(Excerpt from a dataset)

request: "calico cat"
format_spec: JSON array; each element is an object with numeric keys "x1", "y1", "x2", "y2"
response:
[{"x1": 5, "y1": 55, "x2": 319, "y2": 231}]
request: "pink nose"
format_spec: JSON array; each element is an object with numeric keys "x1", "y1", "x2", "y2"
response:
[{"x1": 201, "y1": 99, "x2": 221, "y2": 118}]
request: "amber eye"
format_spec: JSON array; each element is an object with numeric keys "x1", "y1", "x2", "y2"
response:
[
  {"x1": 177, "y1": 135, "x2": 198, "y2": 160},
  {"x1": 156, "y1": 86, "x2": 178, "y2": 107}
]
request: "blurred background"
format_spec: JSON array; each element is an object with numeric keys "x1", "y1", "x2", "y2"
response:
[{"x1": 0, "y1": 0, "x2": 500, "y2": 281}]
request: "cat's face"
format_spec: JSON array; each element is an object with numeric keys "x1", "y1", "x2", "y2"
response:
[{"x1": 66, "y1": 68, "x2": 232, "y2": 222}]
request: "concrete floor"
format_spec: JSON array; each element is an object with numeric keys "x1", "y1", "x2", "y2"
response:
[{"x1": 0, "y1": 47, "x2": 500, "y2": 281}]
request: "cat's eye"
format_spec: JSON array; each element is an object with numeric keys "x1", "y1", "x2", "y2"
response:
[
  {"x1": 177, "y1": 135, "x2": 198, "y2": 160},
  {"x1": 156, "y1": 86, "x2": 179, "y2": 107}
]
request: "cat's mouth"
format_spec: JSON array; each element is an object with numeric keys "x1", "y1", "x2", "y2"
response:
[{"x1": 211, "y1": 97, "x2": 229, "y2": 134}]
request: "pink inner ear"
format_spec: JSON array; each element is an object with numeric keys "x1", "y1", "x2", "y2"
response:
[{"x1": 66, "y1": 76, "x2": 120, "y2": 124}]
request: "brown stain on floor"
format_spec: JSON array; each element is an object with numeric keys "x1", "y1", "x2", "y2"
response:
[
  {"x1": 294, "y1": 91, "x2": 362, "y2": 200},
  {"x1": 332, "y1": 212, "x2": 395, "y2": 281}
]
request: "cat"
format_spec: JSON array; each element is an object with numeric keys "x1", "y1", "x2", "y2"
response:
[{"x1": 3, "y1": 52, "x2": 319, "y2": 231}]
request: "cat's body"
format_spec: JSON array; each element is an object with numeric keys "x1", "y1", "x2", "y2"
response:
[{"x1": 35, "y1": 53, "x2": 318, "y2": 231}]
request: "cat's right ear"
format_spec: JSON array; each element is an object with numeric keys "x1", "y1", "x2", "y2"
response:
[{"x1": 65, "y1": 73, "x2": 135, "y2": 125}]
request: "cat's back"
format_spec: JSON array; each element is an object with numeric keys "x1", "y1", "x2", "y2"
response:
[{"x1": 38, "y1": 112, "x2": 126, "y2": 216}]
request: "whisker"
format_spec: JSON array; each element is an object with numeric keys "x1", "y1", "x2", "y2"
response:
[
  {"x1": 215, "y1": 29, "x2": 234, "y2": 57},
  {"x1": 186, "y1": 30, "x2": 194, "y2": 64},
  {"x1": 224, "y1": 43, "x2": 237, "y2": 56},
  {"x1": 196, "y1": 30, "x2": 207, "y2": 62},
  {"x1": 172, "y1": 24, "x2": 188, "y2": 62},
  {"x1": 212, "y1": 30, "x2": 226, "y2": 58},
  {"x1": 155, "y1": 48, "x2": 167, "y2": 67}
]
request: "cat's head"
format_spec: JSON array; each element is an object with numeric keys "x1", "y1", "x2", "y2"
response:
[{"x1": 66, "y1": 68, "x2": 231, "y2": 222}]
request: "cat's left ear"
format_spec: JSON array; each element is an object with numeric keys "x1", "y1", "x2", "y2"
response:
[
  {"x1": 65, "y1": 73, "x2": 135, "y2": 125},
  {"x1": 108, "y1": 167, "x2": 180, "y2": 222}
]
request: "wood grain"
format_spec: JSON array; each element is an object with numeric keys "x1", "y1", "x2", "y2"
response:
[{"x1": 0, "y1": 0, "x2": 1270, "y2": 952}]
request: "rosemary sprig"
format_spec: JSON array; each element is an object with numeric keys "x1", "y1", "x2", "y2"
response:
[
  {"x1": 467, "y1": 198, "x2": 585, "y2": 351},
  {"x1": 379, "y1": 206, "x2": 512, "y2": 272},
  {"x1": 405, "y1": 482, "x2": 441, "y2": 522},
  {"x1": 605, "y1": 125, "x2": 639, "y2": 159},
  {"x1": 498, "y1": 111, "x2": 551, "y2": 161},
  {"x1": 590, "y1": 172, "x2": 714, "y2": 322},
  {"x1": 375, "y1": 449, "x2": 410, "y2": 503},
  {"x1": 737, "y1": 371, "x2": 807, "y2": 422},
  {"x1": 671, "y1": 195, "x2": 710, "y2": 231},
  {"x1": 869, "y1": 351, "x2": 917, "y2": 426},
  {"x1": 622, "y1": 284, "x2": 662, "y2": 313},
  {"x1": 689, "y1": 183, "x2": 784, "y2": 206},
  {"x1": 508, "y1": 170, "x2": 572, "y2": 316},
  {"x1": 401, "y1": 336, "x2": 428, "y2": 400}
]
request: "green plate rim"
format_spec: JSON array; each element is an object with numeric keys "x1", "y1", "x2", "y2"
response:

*EXERCISE REQUIREMENTS:*
Select each line in the entries above that contains the word "pink".

*SOLUTION:*
request: "pink nose"
request: "pink inner ear"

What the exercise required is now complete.